There are 22 Arab countries. Of the world's 170 other governments, 121, or 71 percent, are elected. The number of Arab countries with freely elected governments: 0.

In The End of History, Francis Fukuyama likened the nations of the world to wagon trains carrying American pioneers west. Their speeds and routes varied, but they were all headed in the same direction. Are the Arab states the last wagon train to democracy? Or is there something that sets them apart? Are they headed in another direction? Or have their wheels come off, leaving them forever stuck in place?

These are questions to which few Americans--and few American governments--have usually given much thought. But that changed along with so much else on September 11, 2001. Recognizing that a war against terrorism could not be won solely on the battlefield, the United States looked to remove terrorism’s underlying causes. To some, such as United Nations Secretary General Kofi Annan, the chief cause is poverty. But for the administration of President George W Bush, it is tyranny. As the president put it in his address at London's Whitehall Palace in November 2003: “Democracy, and the hope and progress it brings, [are] the alternative to instability and to hatred and terror. We cannot rely exclusively on military power to assure our long term security. Lasting peace is gained as justice and democracy advance. In democratic and successful societies, men and women do not swear allegiance to malcontents and murderers; they turn their hearts and labor to building better lives. And democratic governments do not shelter terrorist camps.”

Accordingly, Bush set the goal of spreading democracy to the Middle East as a way to drain the fever swamps in which terrorism breeds. As the president has explicitly acknowledged, his initiative constitutes a break with 60 years of American foreign policy. Until recently, the Middle East had been regarded as exotic and forbidding; Washington’s view was that, as long as it pumped oil, the United States had little interest in trying to change the region's ways. Now America is betting its security on its ability to overhaul Arab political culture.

Is this a fool’s errand? Are the Arabs capable of democracy? And if so, can Americans be the agents of their transformation? The answer, of course, is that no one knows. The lack of a single democratic Arab government gives grounds for skepticism. The claim that something in Arab culture makes it resistant to democracy cannot be refuted until the first Arab democracy comes into being. But there is reason to be skeptical of the skepticism.

Mistaken Assumptions

Similar doubts have been expressed in the past about a host of countries and cultures where today democracy seems very much part of the norm. When Mussolini snuffed out Italian democracy in 1922, the historian Arnold Toynbee wrote: “The vague and abstract Greek word ‘democracy’ by which this peculiar institution of the medieval kingdom of England and its political offspring had come to be known, slurred over the fact that parliamentarism was a special local growth which could not be guaranteed to acclimatize itself in alien soil.”

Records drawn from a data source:
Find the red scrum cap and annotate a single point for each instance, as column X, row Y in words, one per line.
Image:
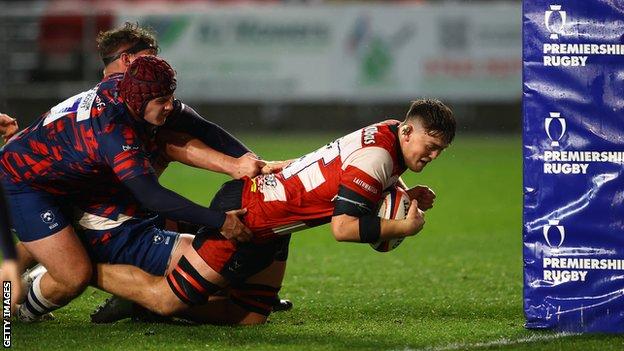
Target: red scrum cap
column 147, row 78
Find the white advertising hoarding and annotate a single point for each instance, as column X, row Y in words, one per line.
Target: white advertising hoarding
column 340, row 53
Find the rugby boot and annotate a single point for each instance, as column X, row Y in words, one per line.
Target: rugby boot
column 115, row 309
column 23, row 316
column 281, row 305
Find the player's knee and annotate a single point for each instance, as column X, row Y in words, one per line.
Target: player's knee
column 75, row 281
column 188, row 286
column 256, row 300
column 169, row 305
column 253, row 319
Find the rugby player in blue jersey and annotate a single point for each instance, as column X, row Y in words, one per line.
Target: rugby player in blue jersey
column 82, row 146
column 187, row 137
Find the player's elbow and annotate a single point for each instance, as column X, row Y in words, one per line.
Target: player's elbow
column 342, row 228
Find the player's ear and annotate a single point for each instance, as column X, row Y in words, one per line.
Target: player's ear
column 405, row 130
column 126, row 59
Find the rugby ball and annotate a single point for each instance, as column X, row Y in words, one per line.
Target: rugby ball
column 394, row 205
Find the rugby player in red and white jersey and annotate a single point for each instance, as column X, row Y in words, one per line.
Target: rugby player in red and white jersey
column 340, row 183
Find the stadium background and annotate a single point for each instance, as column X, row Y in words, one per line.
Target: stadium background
column 288, row 76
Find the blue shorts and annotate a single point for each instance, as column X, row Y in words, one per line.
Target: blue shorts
column 137, row 242
column 35, row 214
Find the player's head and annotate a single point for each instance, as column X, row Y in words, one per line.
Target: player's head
column 147, row 89
column 120, row 46
column 429, row 127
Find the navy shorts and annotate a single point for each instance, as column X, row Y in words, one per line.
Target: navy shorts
column 35, row 214
column 137, row 242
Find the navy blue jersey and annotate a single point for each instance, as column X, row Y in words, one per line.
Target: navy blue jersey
column 83, row 148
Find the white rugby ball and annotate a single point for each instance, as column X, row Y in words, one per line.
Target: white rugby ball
column 394, row 205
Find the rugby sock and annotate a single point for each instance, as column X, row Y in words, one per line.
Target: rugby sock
column 36, row 305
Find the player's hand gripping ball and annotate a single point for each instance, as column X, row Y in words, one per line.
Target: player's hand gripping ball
column 394, row 205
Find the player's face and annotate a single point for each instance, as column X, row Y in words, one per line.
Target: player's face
column 157, row 110
column 418, row 147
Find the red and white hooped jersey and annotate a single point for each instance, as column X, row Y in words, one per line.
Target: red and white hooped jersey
column 302, row 195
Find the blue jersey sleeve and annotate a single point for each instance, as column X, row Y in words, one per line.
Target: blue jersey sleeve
column 186, row 120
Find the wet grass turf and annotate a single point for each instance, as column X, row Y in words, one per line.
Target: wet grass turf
column 455, row 286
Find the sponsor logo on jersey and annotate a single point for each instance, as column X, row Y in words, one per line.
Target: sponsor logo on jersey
column 362, row 184
column 369, row 135
column 158, row 238
column 129, row 147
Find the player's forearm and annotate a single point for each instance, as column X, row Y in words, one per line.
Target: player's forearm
column 195, row 153
column 348, row 228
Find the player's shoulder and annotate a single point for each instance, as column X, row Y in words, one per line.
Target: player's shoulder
column 382, row 135
column 108, row 89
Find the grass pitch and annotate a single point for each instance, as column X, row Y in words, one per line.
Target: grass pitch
column 455, row 286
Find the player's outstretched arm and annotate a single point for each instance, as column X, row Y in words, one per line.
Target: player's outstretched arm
column 193, row 152
column 370, row 228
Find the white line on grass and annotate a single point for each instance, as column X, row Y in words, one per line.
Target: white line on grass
column 499, row 342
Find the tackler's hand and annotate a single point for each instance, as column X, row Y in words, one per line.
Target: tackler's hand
column 233, row 228
column 275, row 166
column 414, row 220
column 424, row 195
column 248, row 165
column 8, row 126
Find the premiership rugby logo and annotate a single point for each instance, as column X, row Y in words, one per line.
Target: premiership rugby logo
column 554, row 26
column 557, row 234
column 47, row 217
column 555, row 138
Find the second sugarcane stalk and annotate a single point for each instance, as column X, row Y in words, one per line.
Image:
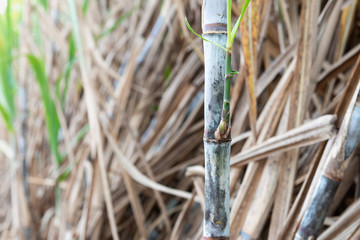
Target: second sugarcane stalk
column 217, row 36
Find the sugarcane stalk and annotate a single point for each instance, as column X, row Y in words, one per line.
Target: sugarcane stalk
column 312, row 221
column 217, row 34
column 217, row 152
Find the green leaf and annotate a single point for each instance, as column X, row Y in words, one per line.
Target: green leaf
column 85, row 6
column 51, row 117
column 8, row 41
column 237, row 24
column 191, row 30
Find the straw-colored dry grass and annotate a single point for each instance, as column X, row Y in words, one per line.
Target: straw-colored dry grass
column 136, row 84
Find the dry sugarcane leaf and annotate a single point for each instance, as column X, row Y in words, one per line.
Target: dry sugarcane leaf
column 311, row 132
column 249, row 37
column 299, row 98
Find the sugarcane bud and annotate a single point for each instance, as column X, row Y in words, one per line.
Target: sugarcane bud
column 222, row 131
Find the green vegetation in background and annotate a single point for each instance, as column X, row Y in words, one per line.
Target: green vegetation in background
column 44, row 3
column 51, row 116
column 66, row 74
column 85, row 6
column 8, row 41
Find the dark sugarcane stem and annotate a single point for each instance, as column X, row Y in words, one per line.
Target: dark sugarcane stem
column 312, row 222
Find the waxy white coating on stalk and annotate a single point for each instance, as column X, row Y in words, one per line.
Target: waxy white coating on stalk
column 217, row 154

Goals:
(1) Answer these questions using the text on Arab democracy:
(a) How many of the world's non-Arab governments are elected?
(b) Where and when did President Bush give the address quoted in the text?
(c) In what year did Mussolini end Italian democracy?
(2) List every person named in the text on Arab democracy.
(3) In the text on Arab democracy, shorten the paragraph beginning "Accordingly, Bush set the goal" while keeping its main facts.

Outputs by task:
(1)
(a) 121 of the 170, or 71 percent.
(b) At London's Whitehall Palace in November 2003.
(c) 1922.

(2) Francis Fukuyama, Kofi Annan, George W Bush, Mussolini, Arnold Toynbee

(3) Bush sought to spread democracy to the Middle East to remove the conditions in which terrorism breeds. He acknowledged that this breaks with 60 years of American foreign policy. Washington had long regarded the region as exotic and forbidding and cared little about changing it as long as it pumped oil. Now America is betting its security on overhauling Arab political culture.